Studio album by Glen Hansard
- Released: 20 October 2023
- Length: 42:17
- Label: Anti-
- Producer: Dave Odlum

Glen Hansard chronology
| This Wild Willing (2019) | All That Was East Is West of Me Now (2023) |  |

Singles from All That Was East Is West of Me Now
- "The Feast of St. John" Released: 28 July 2023;

= All That Was East Is West of Me Now =

All That Was East Is West of Me Now is the fifth and final studio album by Irish singer-songwriter Glen Hansard, released on 20 October 2023 through Plateau Records and Anti-. It received positive reviews from critics.

It was the last studio album to be released in his lifetime, before he died in a motorcycle accident, aged 56, on 29 July 2026.

==Background==
On 28 July 2023, Hansard announced the release of his fifth studio album, along with the first single "The Feast of St. John".

__________

→ **Objective 1**: Can you transcribe the whole Glen Hansard album article above, word for word?

__________

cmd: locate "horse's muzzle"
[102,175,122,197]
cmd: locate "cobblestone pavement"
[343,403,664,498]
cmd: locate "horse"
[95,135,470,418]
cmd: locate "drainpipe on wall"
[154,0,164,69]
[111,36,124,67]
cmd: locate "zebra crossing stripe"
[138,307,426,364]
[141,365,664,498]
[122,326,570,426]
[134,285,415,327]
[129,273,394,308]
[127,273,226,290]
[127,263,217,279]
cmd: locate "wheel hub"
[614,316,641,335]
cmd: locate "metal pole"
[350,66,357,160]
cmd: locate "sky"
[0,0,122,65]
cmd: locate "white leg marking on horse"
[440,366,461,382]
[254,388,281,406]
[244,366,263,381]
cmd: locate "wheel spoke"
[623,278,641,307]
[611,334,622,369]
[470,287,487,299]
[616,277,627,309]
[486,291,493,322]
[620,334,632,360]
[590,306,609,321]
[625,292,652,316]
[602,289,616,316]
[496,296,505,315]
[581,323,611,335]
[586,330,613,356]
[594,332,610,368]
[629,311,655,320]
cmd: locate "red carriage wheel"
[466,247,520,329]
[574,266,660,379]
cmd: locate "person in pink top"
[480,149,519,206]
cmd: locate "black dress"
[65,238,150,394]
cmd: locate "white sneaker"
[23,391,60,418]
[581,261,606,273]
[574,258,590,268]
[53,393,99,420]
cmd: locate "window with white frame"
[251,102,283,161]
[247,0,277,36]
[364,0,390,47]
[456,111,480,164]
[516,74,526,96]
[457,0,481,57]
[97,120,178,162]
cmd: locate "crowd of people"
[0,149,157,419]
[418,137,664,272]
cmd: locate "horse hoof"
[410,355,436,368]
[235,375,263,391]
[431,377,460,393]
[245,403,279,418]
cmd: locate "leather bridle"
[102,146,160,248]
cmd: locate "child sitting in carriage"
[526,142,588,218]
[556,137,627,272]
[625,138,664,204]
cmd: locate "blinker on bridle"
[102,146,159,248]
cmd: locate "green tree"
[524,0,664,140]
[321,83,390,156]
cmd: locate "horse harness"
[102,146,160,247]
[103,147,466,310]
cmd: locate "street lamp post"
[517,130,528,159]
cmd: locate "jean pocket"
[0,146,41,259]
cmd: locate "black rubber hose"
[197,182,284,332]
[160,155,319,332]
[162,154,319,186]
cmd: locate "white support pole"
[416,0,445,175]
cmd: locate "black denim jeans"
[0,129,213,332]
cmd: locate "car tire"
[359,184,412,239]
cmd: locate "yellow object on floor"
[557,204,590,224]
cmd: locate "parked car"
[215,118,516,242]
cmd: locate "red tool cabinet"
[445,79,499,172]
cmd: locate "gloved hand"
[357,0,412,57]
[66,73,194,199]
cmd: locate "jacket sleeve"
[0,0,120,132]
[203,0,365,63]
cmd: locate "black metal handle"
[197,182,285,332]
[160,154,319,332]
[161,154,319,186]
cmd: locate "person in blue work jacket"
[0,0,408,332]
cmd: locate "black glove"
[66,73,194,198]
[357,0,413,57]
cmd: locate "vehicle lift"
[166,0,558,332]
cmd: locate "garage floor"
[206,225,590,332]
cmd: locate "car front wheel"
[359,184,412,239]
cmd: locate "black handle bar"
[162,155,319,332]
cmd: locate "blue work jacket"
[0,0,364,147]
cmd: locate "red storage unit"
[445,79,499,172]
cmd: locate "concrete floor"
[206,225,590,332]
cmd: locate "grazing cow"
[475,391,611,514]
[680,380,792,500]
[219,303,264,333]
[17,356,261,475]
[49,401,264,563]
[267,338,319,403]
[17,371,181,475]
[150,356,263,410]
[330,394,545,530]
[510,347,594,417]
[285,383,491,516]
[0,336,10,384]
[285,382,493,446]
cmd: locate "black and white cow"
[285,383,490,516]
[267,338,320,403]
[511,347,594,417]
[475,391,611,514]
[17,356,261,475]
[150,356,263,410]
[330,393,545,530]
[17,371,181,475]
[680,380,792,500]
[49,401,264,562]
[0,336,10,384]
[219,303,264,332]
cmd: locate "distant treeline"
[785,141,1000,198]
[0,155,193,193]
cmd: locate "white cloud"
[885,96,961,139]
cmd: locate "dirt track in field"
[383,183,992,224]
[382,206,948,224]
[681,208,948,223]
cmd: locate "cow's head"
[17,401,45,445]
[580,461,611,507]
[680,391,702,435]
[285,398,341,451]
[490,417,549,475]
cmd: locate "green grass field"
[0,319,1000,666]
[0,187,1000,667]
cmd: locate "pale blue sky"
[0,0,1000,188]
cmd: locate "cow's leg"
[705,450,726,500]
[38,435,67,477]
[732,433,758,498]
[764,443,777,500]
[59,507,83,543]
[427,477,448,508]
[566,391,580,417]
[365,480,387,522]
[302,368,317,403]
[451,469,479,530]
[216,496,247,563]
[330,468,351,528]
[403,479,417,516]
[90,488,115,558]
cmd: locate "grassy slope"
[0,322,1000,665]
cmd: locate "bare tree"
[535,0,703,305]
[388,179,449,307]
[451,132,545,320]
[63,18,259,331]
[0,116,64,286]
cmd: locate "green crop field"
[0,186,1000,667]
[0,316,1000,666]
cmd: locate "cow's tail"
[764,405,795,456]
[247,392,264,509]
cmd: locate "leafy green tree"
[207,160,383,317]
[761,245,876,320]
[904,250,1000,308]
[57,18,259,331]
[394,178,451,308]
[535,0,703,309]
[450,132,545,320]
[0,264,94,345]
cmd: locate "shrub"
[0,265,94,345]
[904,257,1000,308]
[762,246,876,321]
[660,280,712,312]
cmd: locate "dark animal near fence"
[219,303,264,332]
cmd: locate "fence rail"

__________

→ **Objective 2**: Can you restate, word for word, the lines of the entries starting at the first entry and ending at the line that contains "[574,266,660,379]"?

→ **Result 1**:
Studio album by Glen Hansard
- Released: 20 October 2023
- Length: 42:17
- Label: Anti-
- Producer: Dave Odlum

Glen Hansard chronology
| This Wild Willing (2019) | All That Was East Is West of Me Now (2023) |  |

Singles from All That Was East Is West of Me Now
- "The Feast of St. John" Released: 28 July 2023;

= All That Was East Is West of Me Now =

All That Was East Is West of Me Now is the fifth and final studio album by Irish singer-songwriter Glen Hansard, released on 20 October 2023 through Plateau Records and Anti-. It received positive reviews from critics.

It was the last studio album to be released in his lifetime, before he died in a motorcycle accident, aged 56, on 29 July 2026.

==Background==
On 28 July 2023, Hansard announced the release of his fifth studio album, along with the first single "The Feast of St. John".

→ **Result 2**:
cmd: locate "horse's muzzle"
[102,175,122,197]
cmd: locate "cobblestone pavement"
[343,403,664,498]
cmd: locate "horse"
[95,135,470,418]
cmd: locate "drainpipe on wall"
[154,0,164,69]
[111,36,124,67]
cmd: locate "zebra crossing stripe"
[138,307,426,364]
[141,365,664,498]
[122,326,570,426]
[134,285,415,327]
[129,273,394,308]
[127,273,226,290]
[127,263,217,279]
cmd: locate "wheel hub"
[614,316,641,335]
cmd: locate "metal pole"
[350,66,357,160]
cmd: locate "sky"
[0,0,122,65]
cmd: locate "white leg marking on horse"
[440,366,461,382]
[254,388,281,406]
[244,366,263,381]
cmd: locate "wheel spoke"
[623,278,641,307]
[611,334,622,369]
[470,287,487,299]
[616,277,627,309]
[486,291,493,322]
[620,334,632,360]
[590,306,609,321]
[625,292,652,316]
[602,289,616,316]
[496,296,505,315]
[581,323,611,335]
[586,330,613,356]
[594,332,610,368]
[629,311,655,320]
cmd: locate "red carriage wheel"
[466,247,520,329]
[574,266,660,379]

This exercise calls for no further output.